## Exercise objective
Each line from the one containing "# put a dot on each instance of the white limestone" through the last line of the entries below is to be transcribed exactly. Nothing else belongs in the reply.

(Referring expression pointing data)
**********

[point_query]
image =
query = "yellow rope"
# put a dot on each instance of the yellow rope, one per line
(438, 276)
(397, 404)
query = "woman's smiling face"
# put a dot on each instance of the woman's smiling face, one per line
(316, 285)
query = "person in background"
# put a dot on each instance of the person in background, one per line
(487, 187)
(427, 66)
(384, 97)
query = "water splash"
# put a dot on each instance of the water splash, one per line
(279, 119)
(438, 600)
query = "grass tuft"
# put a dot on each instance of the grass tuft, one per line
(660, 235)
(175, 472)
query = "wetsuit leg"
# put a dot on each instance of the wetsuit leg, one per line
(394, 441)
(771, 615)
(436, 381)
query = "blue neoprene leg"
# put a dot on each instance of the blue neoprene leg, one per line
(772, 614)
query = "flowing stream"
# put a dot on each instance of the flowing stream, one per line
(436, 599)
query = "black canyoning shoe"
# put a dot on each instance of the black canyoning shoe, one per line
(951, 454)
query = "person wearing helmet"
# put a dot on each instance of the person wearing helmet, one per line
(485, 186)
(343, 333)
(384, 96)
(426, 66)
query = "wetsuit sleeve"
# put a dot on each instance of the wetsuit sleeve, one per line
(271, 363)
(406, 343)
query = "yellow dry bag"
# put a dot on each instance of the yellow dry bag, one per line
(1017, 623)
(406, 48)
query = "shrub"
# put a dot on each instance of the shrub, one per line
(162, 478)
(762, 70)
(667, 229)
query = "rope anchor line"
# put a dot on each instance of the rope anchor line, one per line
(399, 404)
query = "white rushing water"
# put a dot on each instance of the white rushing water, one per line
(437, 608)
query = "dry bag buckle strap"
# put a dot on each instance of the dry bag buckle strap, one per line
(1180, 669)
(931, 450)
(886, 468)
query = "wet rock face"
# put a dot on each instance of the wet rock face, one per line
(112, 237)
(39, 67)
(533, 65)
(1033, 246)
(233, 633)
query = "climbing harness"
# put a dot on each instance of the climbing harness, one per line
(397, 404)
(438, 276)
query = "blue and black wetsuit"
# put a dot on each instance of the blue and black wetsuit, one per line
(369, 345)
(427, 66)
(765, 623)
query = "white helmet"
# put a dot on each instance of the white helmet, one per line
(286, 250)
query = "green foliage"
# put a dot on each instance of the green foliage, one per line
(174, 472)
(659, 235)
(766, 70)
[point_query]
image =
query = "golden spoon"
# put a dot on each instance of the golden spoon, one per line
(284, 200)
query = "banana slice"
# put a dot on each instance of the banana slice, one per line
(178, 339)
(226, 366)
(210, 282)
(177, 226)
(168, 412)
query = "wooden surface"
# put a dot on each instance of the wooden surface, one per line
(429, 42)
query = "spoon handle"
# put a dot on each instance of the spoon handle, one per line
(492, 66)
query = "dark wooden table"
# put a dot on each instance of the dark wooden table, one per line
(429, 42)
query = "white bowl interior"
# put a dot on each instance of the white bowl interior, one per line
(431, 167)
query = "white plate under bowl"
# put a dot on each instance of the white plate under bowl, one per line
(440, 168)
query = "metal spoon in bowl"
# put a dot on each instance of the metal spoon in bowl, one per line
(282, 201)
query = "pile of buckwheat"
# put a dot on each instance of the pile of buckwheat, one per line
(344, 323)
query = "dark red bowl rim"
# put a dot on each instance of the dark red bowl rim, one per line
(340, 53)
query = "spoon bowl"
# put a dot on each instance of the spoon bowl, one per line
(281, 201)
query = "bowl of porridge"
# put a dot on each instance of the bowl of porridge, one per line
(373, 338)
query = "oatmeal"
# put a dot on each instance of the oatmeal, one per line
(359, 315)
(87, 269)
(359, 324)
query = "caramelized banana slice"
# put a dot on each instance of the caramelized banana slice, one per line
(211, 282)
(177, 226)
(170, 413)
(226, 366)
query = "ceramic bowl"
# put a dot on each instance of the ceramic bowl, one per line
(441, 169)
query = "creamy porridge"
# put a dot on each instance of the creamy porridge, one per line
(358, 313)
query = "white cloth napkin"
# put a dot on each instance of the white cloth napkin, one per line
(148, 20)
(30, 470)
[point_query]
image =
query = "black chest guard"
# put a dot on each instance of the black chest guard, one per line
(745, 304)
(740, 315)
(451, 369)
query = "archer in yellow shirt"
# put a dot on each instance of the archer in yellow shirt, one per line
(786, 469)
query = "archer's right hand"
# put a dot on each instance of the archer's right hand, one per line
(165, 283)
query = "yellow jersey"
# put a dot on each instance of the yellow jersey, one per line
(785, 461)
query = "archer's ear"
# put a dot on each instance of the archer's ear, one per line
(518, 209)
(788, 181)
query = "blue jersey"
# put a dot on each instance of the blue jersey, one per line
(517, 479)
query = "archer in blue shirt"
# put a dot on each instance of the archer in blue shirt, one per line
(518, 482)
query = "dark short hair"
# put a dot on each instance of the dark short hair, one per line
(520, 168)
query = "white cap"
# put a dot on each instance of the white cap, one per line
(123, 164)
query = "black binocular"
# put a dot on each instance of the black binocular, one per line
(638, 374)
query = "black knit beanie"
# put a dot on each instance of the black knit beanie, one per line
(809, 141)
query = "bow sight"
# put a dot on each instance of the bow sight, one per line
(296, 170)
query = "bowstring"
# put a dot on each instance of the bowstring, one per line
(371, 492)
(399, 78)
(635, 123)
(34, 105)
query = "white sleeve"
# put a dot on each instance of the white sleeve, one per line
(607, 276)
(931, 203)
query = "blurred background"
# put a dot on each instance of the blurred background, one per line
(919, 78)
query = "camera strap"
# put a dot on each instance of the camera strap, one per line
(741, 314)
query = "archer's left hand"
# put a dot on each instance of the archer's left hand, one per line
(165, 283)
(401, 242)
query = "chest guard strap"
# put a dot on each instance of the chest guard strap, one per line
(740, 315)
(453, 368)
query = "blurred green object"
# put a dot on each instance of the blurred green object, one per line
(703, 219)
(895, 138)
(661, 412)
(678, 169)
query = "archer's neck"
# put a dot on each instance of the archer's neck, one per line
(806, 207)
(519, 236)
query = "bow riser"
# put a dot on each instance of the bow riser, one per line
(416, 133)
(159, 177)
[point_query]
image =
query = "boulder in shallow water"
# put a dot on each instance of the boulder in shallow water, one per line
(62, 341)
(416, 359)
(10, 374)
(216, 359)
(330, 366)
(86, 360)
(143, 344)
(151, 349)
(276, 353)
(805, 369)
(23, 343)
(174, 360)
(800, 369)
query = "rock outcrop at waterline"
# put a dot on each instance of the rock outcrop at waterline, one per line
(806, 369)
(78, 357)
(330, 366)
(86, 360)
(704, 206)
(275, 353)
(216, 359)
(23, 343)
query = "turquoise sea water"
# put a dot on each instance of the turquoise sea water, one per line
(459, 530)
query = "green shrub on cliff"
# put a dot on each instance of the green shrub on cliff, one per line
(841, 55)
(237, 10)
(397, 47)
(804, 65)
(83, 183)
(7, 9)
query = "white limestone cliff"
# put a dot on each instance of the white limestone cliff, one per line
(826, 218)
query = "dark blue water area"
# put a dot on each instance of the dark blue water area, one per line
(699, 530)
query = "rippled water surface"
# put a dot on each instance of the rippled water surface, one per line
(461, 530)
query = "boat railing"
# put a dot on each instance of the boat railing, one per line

**********

## Response
# put a dot on each instance of the white limestone cliff, one per line
(826, 218)
query = "dark blue water area"
# put a dot on each instance of the dark blue water area, one per line
(699, 530)
query = "rippled water surface"
# put a dot on each instance of the rippled water surface, one per line
(461, 530)
query = "boat railing"
# put a dot on each instance of the boat railing, one per line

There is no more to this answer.